» **Directive**
Output each line of the entries below as a row in a Markdown table with the columns "Row" and "Line", skipping blank lines and leaving out the pictures.

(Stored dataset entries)
-.-.-

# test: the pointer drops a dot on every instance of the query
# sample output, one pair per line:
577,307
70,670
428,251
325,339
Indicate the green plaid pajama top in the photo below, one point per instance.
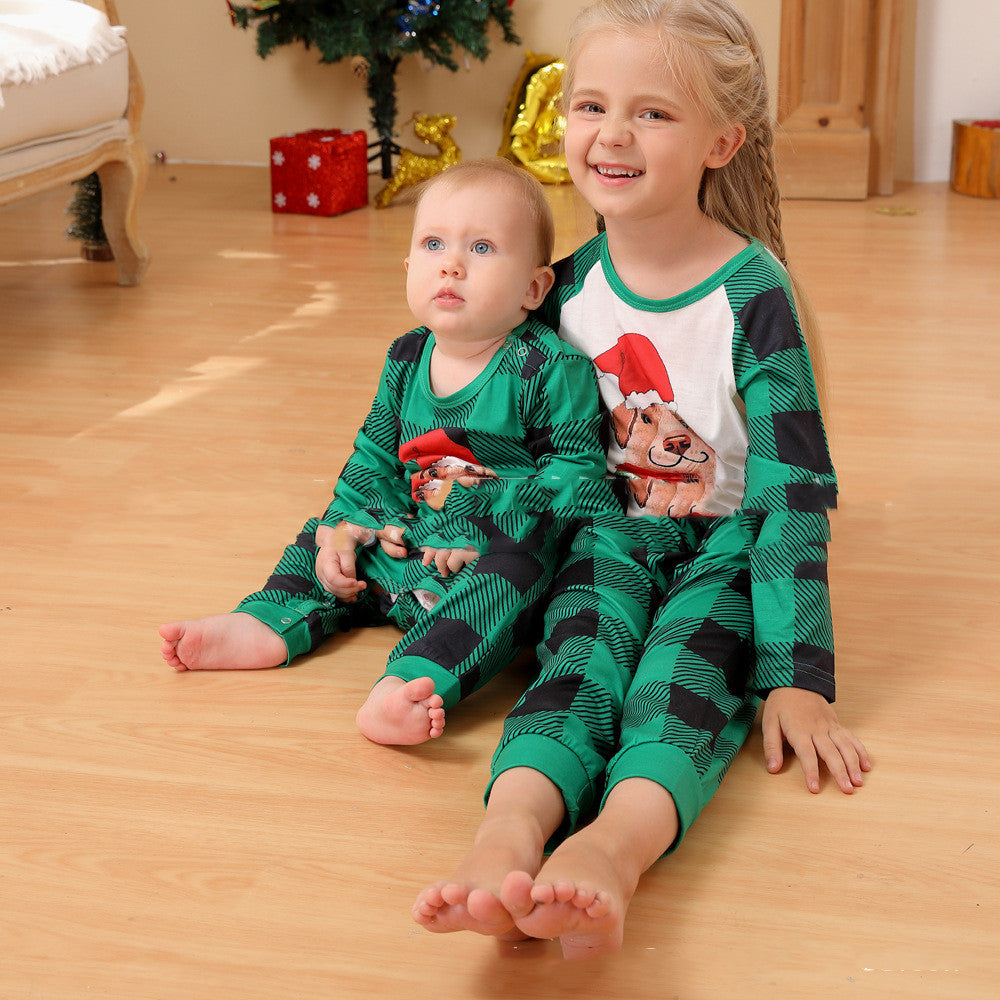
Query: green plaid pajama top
714,412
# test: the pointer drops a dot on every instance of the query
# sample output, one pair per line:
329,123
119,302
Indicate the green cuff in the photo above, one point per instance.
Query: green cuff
289,623
409,668
668,767
559,764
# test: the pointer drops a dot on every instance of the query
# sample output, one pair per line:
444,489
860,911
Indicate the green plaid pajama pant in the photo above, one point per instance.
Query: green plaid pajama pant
482,617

-.-.-

» **Solution to the problem**
| Row | Line |
|---|---|
| 1 | # test: the pointer drops a dot on every instance of the query |
| 2 | # sample output, one pair per line: |
| 3 | 577,307 |
| 4 | 70,670 |
| 5 | 428,251 |
| 6 | 325,339 |
| 7 | Indicate the green plaid pajama top in the photo below, one point per instance. |
| 8 | Query: green plaid pajama top |
| 9 | 714,412 |
| 10 | # test: the pointer drops a dot on every instance of the query |
| 11 | # sample output, one pair per line: |
| 12 | 329,123 |
| 13 | 119,302 |
| 14 | Indicate the green cuff in the photo above, one point per instance. |
| 15 | Query: green cuff |
| 16 | 289,623 |
| 17 | 409,668 |
| 18 | 668,767 |
| 19 | 559,764 |
| 20 | # test: the pointer drops a dot on every instance of the query |
| 21 | # sample output, one pair per line: |
| 22 | 444,489 |
| 23 | 860,911 |
| 24 | Indicate the green plaid pajama pant in the photo above, one point per instance. |
| 25 | Query: green plaid pajama pant |
| 26 | 482,617 |